## Aim of the task
Your response must be an exact transcription of the lines from the one containing "Could you please indicate the tall" through the final line of the data.

## Records for the exercise
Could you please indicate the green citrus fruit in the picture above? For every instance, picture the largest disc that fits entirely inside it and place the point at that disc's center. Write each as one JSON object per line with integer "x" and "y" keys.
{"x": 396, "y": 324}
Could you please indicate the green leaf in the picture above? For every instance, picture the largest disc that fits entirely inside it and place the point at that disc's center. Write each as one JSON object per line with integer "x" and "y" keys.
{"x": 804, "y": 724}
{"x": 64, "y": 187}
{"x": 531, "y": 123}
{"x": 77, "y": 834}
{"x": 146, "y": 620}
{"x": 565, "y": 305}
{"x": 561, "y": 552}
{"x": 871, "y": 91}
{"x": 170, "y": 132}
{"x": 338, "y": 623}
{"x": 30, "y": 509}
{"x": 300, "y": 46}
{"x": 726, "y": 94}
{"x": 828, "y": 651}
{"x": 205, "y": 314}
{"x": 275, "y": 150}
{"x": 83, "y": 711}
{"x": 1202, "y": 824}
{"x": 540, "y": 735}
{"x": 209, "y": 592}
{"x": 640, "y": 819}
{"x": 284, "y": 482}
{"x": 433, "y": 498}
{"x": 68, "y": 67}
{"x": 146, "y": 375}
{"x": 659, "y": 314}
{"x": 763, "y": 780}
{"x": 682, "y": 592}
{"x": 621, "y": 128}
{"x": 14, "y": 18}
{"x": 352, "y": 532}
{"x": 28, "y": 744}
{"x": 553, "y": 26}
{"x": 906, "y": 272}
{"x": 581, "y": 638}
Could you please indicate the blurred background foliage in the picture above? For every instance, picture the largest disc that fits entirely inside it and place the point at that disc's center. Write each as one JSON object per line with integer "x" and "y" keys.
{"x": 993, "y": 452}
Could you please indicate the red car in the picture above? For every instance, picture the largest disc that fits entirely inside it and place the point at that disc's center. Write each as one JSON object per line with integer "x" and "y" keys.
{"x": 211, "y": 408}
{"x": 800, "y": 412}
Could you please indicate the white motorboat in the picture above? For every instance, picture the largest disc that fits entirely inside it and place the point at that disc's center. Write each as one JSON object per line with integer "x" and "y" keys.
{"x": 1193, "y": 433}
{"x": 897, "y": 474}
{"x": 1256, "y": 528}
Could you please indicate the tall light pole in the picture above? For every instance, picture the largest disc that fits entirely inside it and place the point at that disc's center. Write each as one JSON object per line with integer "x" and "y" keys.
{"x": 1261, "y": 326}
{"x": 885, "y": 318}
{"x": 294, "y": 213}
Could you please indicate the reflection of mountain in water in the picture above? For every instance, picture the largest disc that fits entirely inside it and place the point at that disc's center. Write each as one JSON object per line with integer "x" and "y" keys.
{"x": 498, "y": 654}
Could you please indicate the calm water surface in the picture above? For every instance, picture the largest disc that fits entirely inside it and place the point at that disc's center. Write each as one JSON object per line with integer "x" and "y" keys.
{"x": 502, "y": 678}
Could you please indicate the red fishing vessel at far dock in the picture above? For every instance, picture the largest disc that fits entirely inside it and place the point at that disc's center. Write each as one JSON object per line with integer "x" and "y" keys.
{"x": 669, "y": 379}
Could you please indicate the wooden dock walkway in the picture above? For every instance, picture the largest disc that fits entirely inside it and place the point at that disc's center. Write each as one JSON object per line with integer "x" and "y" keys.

## Expected output
Could you please indicate the tall light pole in the picture above? For every instance, picture the largest disc that fits entirely inside it and place the point at that disc's center. Write each as one JSON object per line with integer "x" and "y" keys.
{"x": 1261, "y": 326}
{"x": 885, "y": 318}
{"x": 294, "y": 213}
Could you please indicate the reflection of mountain in water in the picture above? For every instance, picture the largest disc that fits entirely inside it and place the point at that disc's center. Write each as one JSON object per line with integer "x" and "y" keys.
{"x": 498, "y": 654}
Could you please indicate the calm water surface in the picture above? For every instance, picture the largest disc that fits entirely inside it and place the point at that disc's center. Write each as one JSON object per line with integer "x" and "y" keys.
{"x": 502, "y": 678}
Could you please indicate the red fishing vessel at far dock in the picture above? For every instance, picture the largest disc that fits entirely inside it and place the point at that disc's center. Write each as one JSON object per line with integer "x" and "y" keys.
{"x": 669, "y": 379}
Could you please indicate the wooden dock walkway in the picture above? For every instance, picture the largest disc that fits entirely inside it and place the point at that disc's center. Write each as one JSON object per line with integer "x" and "y" keys.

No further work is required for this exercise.